→ **Task 1**
Decide whether each statement below agrees with the gene expression article. For each, answer yes or no and quote the deciding words from the article. (a) The cerebellum is a brain region involved in coordinating movement. (b) Granule cells are found only in mouse brains. (c) The genes expressed by a particular cell type are identical across individuals.
→ **Task 2**
Answer these questions from the gene expression article.
(a) How many neurons does the human brain house?
(b) Scientists from which institution carried out the new study?
(c) How does a granule cell look under the microscope, regardless of the animal it came from?
→ **Task 3**
Extend the gene expression article, picking up right after its final sentence.
** Opening Quoted passage block **
New method for studying gene expression could improve understanding of brain disease
It takes a lot of cells to make a human brain. The organ houses not only an enormous quantity of neurons (tens of billions), but also an impressive diversity of neuron types. In recent years, scientists have been developing inventories of these cell classes--information that will be essential for understanding how the brain works. Contributing to this effort, a new study from Rockefeller scientists describes a novel methodology for characterizing neurons and their gene expression patterns with unmatched precision.
The researchers studied neurons from the cerebellum, a brain region involved in coordinating movement.
Elitsa Stoyanova and Maria V. Moya
The study suggests that even some of the most well-researched neuron types still hold secrets. The scientists show that the genes expressed by a particular cell type can vary across species, and between individuals. And, they propose, understanding these molecular distinctions could prove useful in identifying cellular abnormalities that underlie brain disease.
Gene Genie
A mouse brain is not the same as a human brain--this much is not controversial. Yet, when it comes to the cells within these nervous systems, teasing out discrepancies is not so simple. For example, granule cells are found in the cerebellar region of both mouse and human brains. And under the microscope, a granule cell looks about the same, regardless of which animal it came from.
But, it turns out, looks can be deceiving.
** Closing Quoted passage block **
** Opening Data extract block **
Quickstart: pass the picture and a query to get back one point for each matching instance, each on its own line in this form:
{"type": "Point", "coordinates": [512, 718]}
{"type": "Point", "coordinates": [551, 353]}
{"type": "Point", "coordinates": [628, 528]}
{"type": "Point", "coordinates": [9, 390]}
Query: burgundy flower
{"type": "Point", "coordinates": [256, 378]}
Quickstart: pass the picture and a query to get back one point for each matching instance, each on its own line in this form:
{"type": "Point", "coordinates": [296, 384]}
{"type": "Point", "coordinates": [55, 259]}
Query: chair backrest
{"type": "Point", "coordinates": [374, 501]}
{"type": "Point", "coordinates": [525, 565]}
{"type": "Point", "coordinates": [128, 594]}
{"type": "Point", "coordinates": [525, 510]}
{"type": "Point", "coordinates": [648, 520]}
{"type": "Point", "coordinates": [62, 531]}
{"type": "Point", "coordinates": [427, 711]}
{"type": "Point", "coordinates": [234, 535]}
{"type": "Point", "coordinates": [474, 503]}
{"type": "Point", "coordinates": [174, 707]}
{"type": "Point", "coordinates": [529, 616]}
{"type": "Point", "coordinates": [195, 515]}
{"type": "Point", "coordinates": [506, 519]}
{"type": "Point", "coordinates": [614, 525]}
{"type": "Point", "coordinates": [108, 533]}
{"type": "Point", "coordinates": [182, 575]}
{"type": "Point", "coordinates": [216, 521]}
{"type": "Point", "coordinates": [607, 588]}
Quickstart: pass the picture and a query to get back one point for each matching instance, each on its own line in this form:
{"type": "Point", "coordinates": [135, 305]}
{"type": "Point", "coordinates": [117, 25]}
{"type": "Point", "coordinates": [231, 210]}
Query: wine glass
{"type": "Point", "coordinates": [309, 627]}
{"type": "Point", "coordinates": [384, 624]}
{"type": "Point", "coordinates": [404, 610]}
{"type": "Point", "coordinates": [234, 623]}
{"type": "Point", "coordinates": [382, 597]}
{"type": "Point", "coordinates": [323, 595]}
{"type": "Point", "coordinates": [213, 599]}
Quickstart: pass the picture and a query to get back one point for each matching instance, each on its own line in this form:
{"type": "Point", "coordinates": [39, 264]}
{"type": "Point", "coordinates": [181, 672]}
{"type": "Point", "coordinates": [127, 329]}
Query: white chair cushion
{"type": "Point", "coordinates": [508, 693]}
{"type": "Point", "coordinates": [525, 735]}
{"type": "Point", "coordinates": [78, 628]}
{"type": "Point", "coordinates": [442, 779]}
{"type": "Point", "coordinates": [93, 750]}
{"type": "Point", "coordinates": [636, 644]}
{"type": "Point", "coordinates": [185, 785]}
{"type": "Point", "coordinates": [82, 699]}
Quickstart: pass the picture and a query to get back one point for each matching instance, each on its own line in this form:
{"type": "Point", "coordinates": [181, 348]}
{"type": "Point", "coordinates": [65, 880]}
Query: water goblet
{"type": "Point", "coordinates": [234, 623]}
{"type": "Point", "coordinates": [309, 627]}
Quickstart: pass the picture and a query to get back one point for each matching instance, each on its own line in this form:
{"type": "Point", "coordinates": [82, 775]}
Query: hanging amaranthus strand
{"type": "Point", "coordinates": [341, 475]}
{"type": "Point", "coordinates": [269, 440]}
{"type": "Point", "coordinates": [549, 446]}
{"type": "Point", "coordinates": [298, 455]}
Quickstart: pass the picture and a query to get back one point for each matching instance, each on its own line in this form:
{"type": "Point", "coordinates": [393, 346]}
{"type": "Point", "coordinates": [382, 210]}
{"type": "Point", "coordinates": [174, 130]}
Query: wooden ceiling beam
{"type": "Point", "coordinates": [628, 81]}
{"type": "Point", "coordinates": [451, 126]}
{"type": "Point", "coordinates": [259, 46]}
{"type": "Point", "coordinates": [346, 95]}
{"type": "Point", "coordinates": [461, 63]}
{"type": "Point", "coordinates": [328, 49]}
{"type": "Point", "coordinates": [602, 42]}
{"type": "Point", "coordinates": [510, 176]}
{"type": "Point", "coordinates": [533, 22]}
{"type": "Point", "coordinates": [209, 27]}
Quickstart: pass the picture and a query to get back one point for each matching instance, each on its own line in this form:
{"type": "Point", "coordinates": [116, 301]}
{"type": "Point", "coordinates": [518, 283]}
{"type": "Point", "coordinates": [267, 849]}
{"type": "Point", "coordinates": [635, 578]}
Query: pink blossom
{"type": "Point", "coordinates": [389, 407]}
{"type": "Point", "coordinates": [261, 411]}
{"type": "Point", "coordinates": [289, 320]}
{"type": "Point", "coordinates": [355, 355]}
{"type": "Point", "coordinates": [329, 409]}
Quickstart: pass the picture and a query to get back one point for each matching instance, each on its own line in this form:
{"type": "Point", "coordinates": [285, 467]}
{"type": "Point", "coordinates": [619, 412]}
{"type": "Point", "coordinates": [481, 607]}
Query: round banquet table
** Closing Data extract block **
→ **Response 1**
(a) Yes: "the cerebellum, a brain region involved in coordinating movement"
(b) No: "granule cells are found in the cerebellar region of both mouse and human brains"
(c) No: "the genes expressed by a particular cell type can vary across species, and between individuals"

→ **Response 2**
(a) Tens of billions.
(b) Rockefeller.
(c) About the same.

→ **Response 3**
Nathaniel Heintz, the James and Marilyn Simons Professor, suspected that neurons from different species vary in subtle but important ways. To identify any such differences, his lab set out to determine which genes are expressed in cerebellar neurons from mouse and human brains.
Improving on established techniques, research associate Xioa Xu used cell-specific antibodies to purify nuclei from well-documented neural subtypes--Purkinje cells, granule cells, and basket cells--and to analyze which genes they expressed. To confirm these results, graduate fellow Elitsa Stoyanova used a technique called ATAC-seq, another way of determining which genes are turned on in a particular cell.
Using these approaches, the researchers found that the human neurons expressed hundreds of genes that the mouse neurons did not. Heintz attributes this disparity to evolutionary changes affecting gene regulation.
The genes that a neurons expresses determine how that cell responds to stimuli, how it is affected by disease, and how it reacts to medications. Therefore any discrepancies in gene regulation, says Heintz, could hold major implications for researchers using rodent models to study human brain disorders.
"You can't assume that when you do cross-species experiments that the results will be identical," he says. "In many cases they will, but in some cases they won't."
Changes, from brain to brain
In addition to investigating genetic differences across species, the researchers also looked for changes that might occur over the lifetime of a single individual. They found that older neurons express genes in different proportions than their younger counterparts. However, Heintz clarifies, cells don't always age at the same rate.
"When we plotted gene expression changes according to age, we observed that the cells of some individuals looked biologically older than their chronologic age," he says. "And since age is the determining factor for the onset of human degenerative disorders, it is possible that these older-seeming cells are more vulnerable to disease."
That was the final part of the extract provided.